Text to read:
- - - - - - -
The solar neutrino problem arose from the fact that the amount of neutrinos we observed from the Sun was about a third the expected amount. That meant either our understanding of nuclear fusion in Sun was very wrong, or something strange was going on with neutrinos. Around the same time we started measuring solar neutrinos, it was found the the electron had two sister particles known as the muon and tauon, (together known as leptons) and that each of these had a corresponding neutrino. This meant that there were three types (or flavors) of neutrinos. With three times the expected neutrinos, and one third the measured neutrinos, it looked suspiciously like the two were connected.
A few things were known right off the bat. The early solar neutrino detectors could only detect electron neutrinos, so if the Sun was producing the predicted amount of neutrinos but in equal amounts of the three flavors, that would solve the mystery. But the Sun couldn’t be producing all three neutrino types, because the nuclear reactions in the Sun’s core only produce electron neutrinos. The obvious solution is to look for a way for some neutrinos to be converted from the electron type to the other types, but according to the well established standard model of particle physics, neutrinos should be massless. As a result, they would move at the speed of light, and there would be no way for them to change flavors.
Of course if neutrinos have mass, then they could change flavors. But it turns out that neutrino mass isn’t the simple kind of mass we’re used to dealing with. In the standard model, neutrinos are governed by the electroweak force, which is a unification of the electromagnetic force of charges and magnets, and the weak nuclear force which governs radioactive decay. The electroweak model is a quantum theory, and so things like the uncertainty principle come into play. As a result, you can either measure a neutrino’s mass, or its flavor, but not both. This means we can say that neutrinos have mass, but we can never say that the electron flavor has a particular mass.
Because of this quantum fuzziness between mass and flavor, we’re always limited to knowing one or the other. According to the model there are three mass types (mass eigenstates) and three flavors (flavor eigenstates) of neutrinos. If we know the flavor of a neutrino (electron, muon, tauon), then that flavor is a superposition (quantum mixture) of the three mass types. If we know the mass of a neutrino, then it is a superposition of the three flavors. What distinguishes an electron neutrino from, say, a muon neutrino is their mixture of the different mass types. Each flavor of neutrino is a specific superposition of the different mass eigenstates.
- - - - - - -
Records provided:

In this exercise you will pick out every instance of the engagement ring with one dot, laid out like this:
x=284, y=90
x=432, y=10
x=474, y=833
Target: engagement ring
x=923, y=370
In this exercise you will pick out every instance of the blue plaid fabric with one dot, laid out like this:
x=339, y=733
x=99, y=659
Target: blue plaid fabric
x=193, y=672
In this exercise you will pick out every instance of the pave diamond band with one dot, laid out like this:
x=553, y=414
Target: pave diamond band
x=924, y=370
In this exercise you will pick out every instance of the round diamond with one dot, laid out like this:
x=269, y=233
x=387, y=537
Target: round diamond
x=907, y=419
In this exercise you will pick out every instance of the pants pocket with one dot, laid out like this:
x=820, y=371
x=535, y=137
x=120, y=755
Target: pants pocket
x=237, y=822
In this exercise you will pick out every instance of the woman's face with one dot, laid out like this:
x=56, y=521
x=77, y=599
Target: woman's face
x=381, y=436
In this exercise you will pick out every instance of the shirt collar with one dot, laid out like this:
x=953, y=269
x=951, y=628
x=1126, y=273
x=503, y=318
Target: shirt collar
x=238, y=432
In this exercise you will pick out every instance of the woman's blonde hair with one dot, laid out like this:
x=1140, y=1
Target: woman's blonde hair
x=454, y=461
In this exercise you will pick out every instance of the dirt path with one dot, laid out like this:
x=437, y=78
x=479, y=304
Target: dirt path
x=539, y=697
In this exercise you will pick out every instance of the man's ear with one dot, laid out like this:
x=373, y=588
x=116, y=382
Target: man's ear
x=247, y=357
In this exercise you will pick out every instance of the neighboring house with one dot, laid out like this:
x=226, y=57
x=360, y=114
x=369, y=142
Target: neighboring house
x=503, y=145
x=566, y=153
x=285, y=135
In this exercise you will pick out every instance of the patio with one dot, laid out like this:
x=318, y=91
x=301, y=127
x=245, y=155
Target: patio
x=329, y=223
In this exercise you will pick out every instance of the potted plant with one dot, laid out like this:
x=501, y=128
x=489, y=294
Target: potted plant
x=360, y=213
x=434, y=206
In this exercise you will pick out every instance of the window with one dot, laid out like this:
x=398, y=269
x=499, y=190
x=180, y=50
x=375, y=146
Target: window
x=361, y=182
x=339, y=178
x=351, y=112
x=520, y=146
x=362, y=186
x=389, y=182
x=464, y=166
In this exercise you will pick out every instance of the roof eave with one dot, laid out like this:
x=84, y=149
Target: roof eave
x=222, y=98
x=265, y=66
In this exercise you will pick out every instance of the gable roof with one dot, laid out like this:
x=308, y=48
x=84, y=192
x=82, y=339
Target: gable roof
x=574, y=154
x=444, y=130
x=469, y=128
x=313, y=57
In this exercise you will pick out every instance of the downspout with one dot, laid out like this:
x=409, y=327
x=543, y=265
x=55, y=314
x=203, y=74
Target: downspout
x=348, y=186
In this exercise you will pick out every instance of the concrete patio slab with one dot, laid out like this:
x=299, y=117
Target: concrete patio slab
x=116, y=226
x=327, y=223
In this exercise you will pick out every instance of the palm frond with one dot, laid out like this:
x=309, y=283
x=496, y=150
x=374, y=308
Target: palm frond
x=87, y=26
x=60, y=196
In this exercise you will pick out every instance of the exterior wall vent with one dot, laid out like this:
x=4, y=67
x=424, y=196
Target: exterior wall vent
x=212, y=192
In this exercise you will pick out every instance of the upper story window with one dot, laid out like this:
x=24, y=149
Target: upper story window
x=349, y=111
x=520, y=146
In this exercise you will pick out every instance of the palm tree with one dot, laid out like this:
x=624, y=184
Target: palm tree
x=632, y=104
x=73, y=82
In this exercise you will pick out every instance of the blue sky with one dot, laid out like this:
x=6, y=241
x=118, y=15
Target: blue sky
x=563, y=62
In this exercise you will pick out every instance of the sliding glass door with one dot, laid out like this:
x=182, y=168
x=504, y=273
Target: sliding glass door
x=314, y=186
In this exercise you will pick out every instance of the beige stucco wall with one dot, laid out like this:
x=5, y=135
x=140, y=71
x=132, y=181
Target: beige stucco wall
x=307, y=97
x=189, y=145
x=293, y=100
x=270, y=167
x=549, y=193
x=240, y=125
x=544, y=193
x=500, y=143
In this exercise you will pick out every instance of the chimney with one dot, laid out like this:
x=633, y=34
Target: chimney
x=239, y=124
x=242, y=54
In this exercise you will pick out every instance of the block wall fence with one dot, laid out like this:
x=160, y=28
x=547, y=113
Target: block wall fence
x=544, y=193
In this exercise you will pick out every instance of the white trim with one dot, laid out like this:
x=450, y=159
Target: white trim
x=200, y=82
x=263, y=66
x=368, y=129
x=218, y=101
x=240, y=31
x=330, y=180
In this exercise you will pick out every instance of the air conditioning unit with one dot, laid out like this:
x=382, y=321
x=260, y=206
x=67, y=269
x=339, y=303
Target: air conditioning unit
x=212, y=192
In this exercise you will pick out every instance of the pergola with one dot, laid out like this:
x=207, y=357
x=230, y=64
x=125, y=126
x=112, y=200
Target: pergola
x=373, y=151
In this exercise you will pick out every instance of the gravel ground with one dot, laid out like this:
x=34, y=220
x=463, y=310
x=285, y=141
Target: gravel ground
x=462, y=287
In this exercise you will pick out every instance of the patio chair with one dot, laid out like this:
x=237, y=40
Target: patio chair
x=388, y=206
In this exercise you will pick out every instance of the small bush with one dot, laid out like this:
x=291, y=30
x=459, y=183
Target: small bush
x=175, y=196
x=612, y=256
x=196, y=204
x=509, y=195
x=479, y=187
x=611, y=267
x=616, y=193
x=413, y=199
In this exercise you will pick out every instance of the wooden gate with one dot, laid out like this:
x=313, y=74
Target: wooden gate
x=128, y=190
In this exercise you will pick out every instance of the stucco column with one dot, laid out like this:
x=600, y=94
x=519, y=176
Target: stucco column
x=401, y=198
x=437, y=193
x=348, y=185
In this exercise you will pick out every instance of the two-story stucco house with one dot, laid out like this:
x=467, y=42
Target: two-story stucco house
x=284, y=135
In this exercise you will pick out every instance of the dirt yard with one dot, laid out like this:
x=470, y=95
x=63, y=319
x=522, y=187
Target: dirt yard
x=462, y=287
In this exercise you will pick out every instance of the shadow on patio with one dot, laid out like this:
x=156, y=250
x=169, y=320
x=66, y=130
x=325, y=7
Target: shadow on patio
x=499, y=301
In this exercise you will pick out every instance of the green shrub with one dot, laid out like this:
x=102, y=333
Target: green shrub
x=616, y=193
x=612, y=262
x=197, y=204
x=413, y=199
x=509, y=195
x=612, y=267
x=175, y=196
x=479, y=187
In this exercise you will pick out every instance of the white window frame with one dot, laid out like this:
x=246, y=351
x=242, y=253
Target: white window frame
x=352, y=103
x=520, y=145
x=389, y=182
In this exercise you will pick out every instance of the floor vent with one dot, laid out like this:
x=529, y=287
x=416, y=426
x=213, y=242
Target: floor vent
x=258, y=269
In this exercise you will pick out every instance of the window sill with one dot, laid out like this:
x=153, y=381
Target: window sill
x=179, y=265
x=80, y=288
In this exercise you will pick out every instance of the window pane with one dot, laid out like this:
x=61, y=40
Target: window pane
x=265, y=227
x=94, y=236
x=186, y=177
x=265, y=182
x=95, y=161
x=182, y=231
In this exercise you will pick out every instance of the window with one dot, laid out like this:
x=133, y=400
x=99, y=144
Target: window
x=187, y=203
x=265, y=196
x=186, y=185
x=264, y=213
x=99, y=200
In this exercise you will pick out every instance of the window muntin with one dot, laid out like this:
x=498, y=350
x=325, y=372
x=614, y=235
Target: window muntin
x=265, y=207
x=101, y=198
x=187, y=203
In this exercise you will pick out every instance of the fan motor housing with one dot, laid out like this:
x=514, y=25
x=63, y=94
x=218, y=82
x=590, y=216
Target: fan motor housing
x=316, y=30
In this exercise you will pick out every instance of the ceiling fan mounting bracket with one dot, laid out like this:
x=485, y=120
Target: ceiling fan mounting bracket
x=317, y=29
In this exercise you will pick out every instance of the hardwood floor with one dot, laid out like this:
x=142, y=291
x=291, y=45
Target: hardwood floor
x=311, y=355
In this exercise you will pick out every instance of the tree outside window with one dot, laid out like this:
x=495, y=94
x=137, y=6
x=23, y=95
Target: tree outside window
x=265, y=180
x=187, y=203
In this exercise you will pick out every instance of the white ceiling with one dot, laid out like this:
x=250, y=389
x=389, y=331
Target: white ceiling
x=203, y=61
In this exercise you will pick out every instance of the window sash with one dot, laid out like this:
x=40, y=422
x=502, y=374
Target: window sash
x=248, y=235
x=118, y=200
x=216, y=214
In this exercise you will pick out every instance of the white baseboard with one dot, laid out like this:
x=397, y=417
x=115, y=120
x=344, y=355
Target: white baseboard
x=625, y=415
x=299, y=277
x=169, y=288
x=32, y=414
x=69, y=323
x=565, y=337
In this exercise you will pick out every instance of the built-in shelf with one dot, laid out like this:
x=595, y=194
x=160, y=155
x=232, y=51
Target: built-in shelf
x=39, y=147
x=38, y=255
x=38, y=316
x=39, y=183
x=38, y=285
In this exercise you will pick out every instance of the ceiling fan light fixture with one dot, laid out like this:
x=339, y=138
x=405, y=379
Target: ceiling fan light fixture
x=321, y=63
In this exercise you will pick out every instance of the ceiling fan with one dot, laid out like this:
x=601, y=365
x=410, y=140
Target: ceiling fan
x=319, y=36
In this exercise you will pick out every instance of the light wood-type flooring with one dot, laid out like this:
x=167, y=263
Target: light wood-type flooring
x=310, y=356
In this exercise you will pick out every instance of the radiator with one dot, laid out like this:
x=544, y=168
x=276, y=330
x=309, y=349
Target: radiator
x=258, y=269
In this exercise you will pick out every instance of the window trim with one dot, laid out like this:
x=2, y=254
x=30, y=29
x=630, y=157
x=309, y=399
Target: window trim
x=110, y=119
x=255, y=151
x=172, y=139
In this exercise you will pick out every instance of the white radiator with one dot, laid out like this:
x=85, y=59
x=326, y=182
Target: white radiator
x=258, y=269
- - - - - - -
Goals:
1 – Answer from the neutrino text.
(a) About what fraction of the expected neutrinos from the Sun was observed?
(b) What type of neutrino do the nuclear reactions in the Sun's core produce?
(c) How many mass types does the model give for neutrinos?
2 – Rewrite the paragraph of the neutrino text that starts "A few things were known right off the bat" as a short list, keeping its main facts.
3 – Do these statements agree with the neutrino text? Answer yes or no for each, quoting the words of the text that decide it.
(a) The early solar neutrino detectors could detect all three flavors of neutrino.
(b) The electroweak force unifies the electromagnetic force and the weak nuclear force.
(c) A neutrino's mass and its flavor can both be measured together.
The lines have no part in any of this work.

Answer set:
1 –
(a) About a third.
(b) Only electron neutrinos.
(c) Three.

2 –
- Early solar neutrino detectors could detect only electron neutrinos.
- If the Sun produced the predicted number of neutrinos in equal amounts of the three flavors, the mystery would be solved.
- The Sun's core reactions produce only electron neutrinos, so the Sun cannot produce all three types.
- The obvious solution is that some electron neutrinos convert to the other types.
- The standard model says neutrinos are massless and so travel at the speed of light, which would leave no way for them to change flavors.

3 –
(a) No: "The early solar neutrino detectors could only detect electron neutrinos"
(b) Yes: "which is a unification of the electromagnetic force of charges and magnets, and the weak nuclear force which governs radioactive decay"
(c) No: "you can either measure a neutrino’s mass, or its flavor, but not both"